»Dafür ist dein Vater in Auschwitz gestorben, dass du jetzt eine Fünf in Mathe hast«

Der Liedermacher Wolf Biermann ist heute vor allem wegen seiner Ausbürgerung aus der DDR bekannt. Für ihn selbst waren andere Erlebnisse viel prägender. Im SZ-Magazin erzählt er davon. 

    Seit er 17 ist, führt Wolf Biermann wie besessen Tagebuch. Weit mehr als 200 Bände sind es inzwischen, jeden Tag schreibt er penibel auf. »Meine Tagebücher waren mein seelischer Stabilisator«, sagt er, »eine Form permanenter Selbstversicherung und Selbstinfragestellung, die mich vor Depression oder Selbstbesoffenheit schützt.« Bei der Arbeit an seinen Memoiren warf er trotzdem keinen einzigen Blick hinein. »Ich habe keine Lust, meine Tagebücher zu lesen, aber meine Frau hat darin gelesen. Dem Frisieren der eigenen Biografie entgeht kein Mensch.«

    Wolf Biermann, 79, Liedermacher. Seine Geburtstsstadt Hamburg verließ er als Jugendlicher, um Staatsbürger der DDR zu werden. Hanns Eisler ermutigte ihn, Lieder zu schreiben; am Berliner Ensemble brachte ihm Helene Weigel den Sinn für Dramaturgie und Theatralik bei. Wegen seiner DDR-kritischen Songs und Gedichte wurde er 1976 von der SED-Führung ausgebürgert. Die Proteste dagegen gelten als Anfang vom Ende der DDR. Heute lebt Biermann mit seiner Frau Pamela Biermann, einer Sängerin, wieder in Hamburg. Kurz vor seinem 80. Geburtstag traf ihn SZ-Magazin-Autor Sven Michaelsen – und sprach mit ihm unter anderem über die Kriegsnacht, die Biermann als Sechsjähriger überlebte. Die Vorteile einer dicken Stasi-Akte. Und das Glück der späten Vaterschaft.
———
ARBEITSAUFTRÄGE:
1. Zitiere aus dem Text über Wolf Biermann wörtlich die Stelle von „Wolf Biermann, 79, Liedermacher.“ bis „der späten Vaterschaft.“.
2. In welchem Jahr wurde Wolf Biermann laut dem Text über ihn von der SED-Führung ausgebürgert?
———
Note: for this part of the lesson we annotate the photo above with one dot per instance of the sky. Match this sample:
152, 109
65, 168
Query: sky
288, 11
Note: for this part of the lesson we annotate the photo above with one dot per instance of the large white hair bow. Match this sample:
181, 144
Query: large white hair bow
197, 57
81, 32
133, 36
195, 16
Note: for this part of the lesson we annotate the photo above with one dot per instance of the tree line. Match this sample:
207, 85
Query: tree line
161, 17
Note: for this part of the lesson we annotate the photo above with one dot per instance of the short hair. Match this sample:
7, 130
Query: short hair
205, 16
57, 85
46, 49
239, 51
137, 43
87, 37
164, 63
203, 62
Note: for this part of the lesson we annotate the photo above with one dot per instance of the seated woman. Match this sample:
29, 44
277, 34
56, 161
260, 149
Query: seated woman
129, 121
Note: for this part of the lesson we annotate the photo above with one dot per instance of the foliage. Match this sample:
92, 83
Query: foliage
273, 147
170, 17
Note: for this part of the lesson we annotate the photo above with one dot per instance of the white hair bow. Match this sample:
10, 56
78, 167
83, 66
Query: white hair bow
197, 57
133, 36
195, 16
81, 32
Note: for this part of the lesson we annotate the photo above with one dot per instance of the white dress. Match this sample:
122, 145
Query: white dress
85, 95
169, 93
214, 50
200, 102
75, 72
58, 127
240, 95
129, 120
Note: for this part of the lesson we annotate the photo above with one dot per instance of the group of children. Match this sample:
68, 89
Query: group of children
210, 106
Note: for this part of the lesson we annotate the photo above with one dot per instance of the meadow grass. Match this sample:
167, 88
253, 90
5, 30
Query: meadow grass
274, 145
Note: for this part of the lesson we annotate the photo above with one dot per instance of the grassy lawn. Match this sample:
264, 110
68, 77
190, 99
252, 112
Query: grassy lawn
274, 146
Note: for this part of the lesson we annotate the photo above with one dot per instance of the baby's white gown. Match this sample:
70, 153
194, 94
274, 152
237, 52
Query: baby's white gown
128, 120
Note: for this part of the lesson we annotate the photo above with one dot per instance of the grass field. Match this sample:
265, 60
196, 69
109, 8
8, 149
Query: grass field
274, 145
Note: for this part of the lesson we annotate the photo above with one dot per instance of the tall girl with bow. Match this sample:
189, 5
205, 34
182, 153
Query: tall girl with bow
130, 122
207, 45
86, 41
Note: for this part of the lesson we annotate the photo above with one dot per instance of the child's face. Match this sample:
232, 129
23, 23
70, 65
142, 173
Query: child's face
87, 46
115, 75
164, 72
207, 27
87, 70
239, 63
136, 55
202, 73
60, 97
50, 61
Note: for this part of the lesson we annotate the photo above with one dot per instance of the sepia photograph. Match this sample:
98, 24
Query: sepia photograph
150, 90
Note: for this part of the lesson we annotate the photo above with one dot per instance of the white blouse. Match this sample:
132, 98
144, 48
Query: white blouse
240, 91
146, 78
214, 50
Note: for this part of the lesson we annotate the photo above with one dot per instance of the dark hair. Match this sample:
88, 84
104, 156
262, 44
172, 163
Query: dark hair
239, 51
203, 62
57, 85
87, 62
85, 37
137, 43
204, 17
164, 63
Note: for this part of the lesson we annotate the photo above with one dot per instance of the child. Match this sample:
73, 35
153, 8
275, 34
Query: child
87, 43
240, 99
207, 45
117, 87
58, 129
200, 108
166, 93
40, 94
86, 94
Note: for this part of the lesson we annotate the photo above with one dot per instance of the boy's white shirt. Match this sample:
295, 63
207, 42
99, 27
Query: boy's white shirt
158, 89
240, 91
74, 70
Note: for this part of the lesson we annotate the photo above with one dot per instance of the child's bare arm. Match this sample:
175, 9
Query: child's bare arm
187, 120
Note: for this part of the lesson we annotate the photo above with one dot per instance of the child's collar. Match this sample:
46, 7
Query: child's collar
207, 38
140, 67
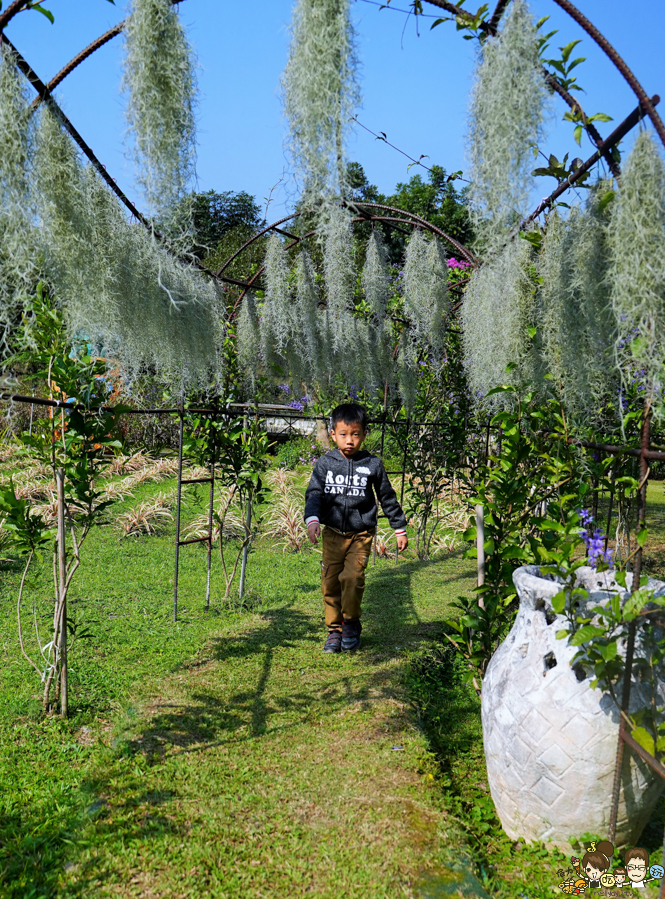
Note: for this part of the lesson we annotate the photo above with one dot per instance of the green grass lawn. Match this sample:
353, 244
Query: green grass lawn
226, 756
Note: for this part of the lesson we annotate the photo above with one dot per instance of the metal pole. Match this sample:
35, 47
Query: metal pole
62, 577
401, 493
630, 644
177, 517
210, 511
662, 882
248, 525
245, 552
480, 543
611, 503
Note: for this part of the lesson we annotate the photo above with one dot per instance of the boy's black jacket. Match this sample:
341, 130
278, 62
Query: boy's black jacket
341, 493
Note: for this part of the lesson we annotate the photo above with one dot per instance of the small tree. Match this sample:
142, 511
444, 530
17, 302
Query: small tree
74, 445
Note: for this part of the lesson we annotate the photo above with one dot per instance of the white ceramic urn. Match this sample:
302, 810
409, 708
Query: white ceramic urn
550, 739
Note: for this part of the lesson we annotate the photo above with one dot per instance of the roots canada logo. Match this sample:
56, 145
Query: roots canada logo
595, 871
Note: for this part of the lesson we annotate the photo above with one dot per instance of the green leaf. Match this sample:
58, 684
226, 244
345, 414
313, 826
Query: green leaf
606, 199
535, 238
585, 634
642, 736
609, 652
559, 603
568, 49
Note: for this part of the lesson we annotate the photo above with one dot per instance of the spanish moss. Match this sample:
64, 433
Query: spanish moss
320, 94
637, 272
18, 250
375, 276
277, 312
505, 124
340, 276
497, 315
160, 85
127, 295
249, 339
426, 291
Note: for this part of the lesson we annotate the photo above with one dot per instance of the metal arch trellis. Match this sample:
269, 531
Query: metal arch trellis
647, 106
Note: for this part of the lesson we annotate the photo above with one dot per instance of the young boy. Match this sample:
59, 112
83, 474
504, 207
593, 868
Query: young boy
340, 496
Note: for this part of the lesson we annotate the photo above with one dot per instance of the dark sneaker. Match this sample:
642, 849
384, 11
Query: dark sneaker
334, 642
351, 635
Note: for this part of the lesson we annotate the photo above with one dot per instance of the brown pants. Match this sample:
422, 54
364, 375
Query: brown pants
345, 559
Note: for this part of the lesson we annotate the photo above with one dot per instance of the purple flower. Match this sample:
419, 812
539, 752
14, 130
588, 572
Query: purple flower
594, 541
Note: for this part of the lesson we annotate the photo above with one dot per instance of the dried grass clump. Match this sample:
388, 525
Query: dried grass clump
118, 490
497, 312
637, 271
227, 514
157, 471
132, 300
48, 510
18, 255
123, 463
160, 85
284, 484
149, 517
285, 523
320, 93
506, 121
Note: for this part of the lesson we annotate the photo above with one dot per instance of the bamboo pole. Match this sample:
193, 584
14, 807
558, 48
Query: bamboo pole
62, 598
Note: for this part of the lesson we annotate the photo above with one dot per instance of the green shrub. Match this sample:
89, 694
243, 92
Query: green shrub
299, 451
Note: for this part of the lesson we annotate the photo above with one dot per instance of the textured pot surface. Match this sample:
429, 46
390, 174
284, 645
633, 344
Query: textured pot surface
550, 740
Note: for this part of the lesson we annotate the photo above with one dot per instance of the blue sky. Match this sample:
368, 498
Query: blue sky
415, 88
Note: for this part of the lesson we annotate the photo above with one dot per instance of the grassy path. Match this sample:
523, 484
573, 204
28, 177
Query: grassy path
259, 767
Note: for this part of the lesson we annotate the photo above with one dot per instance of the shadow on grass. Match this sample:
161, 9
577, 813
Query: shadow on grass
208, 717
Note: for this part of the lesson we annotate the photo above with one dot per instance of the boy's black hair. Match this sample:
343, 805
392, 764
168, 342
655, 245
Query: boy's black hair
350, 414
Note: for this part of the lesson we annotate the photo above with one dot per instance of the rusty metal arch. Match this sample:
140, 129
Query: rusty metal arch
364, 213
647, 105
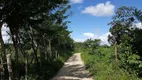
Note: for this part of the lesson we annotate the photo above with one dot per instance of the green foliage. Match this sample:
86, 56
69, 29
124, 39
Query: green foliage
103, 67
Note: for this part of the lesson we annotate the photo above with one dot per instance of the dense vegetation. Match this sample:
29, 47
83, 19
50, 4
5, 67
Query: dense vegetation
39, 39
122, 60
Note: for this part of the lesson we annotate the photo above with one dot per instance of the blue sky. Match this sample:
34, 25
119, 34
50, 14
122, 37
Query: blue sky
90, 18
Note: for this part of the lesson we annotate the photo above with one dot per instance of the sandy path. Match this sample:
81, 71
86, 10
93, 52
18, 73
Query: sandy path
73, 69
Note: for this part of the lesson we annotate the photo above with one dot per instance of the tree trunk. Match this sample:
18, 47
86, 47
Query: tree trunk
49, 47
9, 66
3, 54
15, 43
116, 54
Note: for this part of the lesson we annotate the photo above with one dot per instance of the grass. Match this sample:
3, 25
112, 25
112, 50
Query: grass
102, 66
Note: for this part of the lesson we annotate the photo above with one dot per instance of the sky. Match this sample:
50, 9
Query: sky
90, 18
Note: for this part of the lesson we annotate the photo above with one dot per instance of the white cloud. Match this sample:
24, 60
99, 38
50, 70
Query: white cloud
103, 37
79, 40
76, 1
89, 35
100, 9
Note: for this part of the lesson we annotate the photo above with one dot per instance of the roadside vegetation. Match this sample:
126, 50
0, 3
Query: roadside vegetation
122, 59
39, 40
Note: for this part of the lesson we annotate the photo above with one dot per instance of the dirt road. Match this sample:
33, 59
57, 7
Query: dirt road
73, 69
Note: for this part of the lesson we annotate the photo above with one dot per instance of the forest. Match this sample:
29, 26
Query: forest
40, 42
39, 38
122, 59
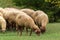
———
ENDERGEBNISSE:
1.
Wolf Biermann, 79, Liedermacher. Seine Geburtstsstadt Hamburg verließ er als Jugendlicher, um Staatsbürger der DDR zu werden. Hanns Eisler ermutigte ihn, Lieder zu schreiben; am Berliner Ensemble brachte ihm Helene Weigel den Sinn für Dramaturgie und Theatralik bei. Wegen seiner DDR-kritischen Songs und Gedichte wurde er 1976 von der SED-Führung ausgebürgert. Die Proteste dagegen gelten als Anfang vom Ende der DDR. Heute lebt Biermann mit seiner Frau Pamela Biermann, einer Sängerin, wieder in Hamburg. Kurz vor seinem 80. Geburtstag traf ihn SZ-Magazin-Autor Sven Michaelsen – und sprach mit ihm unter anderem über die Kriegsnacht, die Biermann als Sechsjähriger überlebte. Die Vorteile einer dicken Stasi-Akte. Und das Glück der späten Vaterschaft.

2. 1976